**ТЕКСТ ДЛЯ РАБОТЫ**
------------------------------------------------
Памяти А. П. Чудакова
Наша филология потеряла за короткое время ряд замечательных ученых. Среди них особенно неожиданным и горестным был уход Александра Павловича Чудакова.
Я знал Сашу с первого курса филфака МГУ. Как и недавно ушедшие М. Л. Гаспаров и Е. М. Мелетинский, он был моим сотрудником по Институту мировой литературы в Москве. Последний раз я видел его давно – в Норвиче (штат Вермонт) в июле 1989 года. Как чеховские герои Лаевский и Самойленко в рассказе «Дуэль», мы разговаривали, стоя в воде, между отвесной скалой и водопадом. В память об этом дне у меня осталась его книга «Мир Чехова» с надписью: «Дорогому Юре Щеглову через много лет с неизменными чувствами, а также после совместного нахожденья под струями водопада», да фотография: Саша, Мариэтта и я. Книга, только что мною перечитанная, испещрена моими пометками, следами тогдашнего увлеченного чтения.
------------------------------------------------
**ИСХОДНЫЕ ДАННЫЕ**
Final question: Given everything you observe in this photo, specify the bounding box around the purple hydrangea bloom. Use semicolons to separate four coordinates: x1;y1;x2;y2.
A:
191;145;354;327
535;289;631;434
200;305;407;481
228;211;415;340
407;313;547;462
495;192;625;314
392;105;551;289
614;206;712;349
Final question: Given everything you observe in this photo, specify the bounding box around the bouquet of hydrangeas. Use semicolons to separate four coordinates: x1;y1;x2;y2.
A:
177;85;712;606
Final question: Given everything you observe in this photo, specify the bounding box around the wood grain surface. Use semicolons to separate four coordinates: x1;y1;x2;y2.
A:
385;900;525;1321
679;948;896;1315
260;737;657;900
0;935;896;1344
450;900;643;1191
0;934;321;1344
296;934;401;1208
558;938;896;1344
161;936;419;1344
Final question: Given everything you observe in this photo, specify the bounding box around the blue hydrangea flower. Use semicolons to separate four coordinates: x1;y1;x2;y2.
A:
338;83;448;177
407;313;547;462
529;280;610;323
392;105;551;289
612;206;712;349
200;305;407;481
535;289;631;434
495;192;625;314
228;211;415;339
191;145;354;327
------------------------------------------------
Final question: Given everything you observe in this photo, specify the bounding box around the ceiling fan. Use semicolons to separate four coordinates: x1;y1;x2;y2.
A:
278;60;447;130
------------------------------------------------
**ЗАДАНИЯ**
**1.** Ответьте по тексту о Чудакове на вопросы:
(а) С какого времени автор знал Чудакова?
(б) Где и когда автор видел его в последний раз?
(в) Как называется книга Чудакова, оставшаяся у автора?
**2.** Перепишите из текста о Чудакове фрагмент. Начните с того места, где стоят слова «Памяти А. П.», и остановитесь после слов «Александра Павловича Чудакова.».
**3.** Продолжите текст о Чудакове, начав сразу после его последнего предложения.
Записи представляют собой отдельный материал и к тексту никак не относятся.

**ОЖИДАЕМЫЕ ОТВЕТЫ**
**1.**
(а) С первого курса филфака МГУ.
(б) В Норвиче (штат Вермонт), в июле 1989 года.
(в) «Мир Чехова».

**2.**
Памяти А. П. Чудакова
Наша филология потеряла за короткое время ряд замечательных ученых. Среди них особенно неожиданным и горестным был уход Александра Павловича Чудакова.

**3.**
Александр Павлович был не только известным автором работ о Чехове и одним из редакторов его последнего Полного собрания сочинений и писем. Он в своей жизни занимался многим другим: исторической поэтикой, теорией, советской литературой, писал мемуары, комментировал труды классиков филологии. В последние годы завоевала всеобщее признание его проза – «роман-идиллия» из жизни далекой окраины России в послевоенные годы. Саша Чудаков навсегда оставил свое имя в русской филологии и словесности. Как всегда, мы начинаем полностью понимать всю меру и значение человека, когда с этим пониманием уже мало что можно сделать.
Я буду говорить прежде всего о чеховедческих работах А. П., так как сам занимаюсь Чеховым, могу оценить Сашин вклад в эту область, и знаю эту сторону его научного творчества лучше других.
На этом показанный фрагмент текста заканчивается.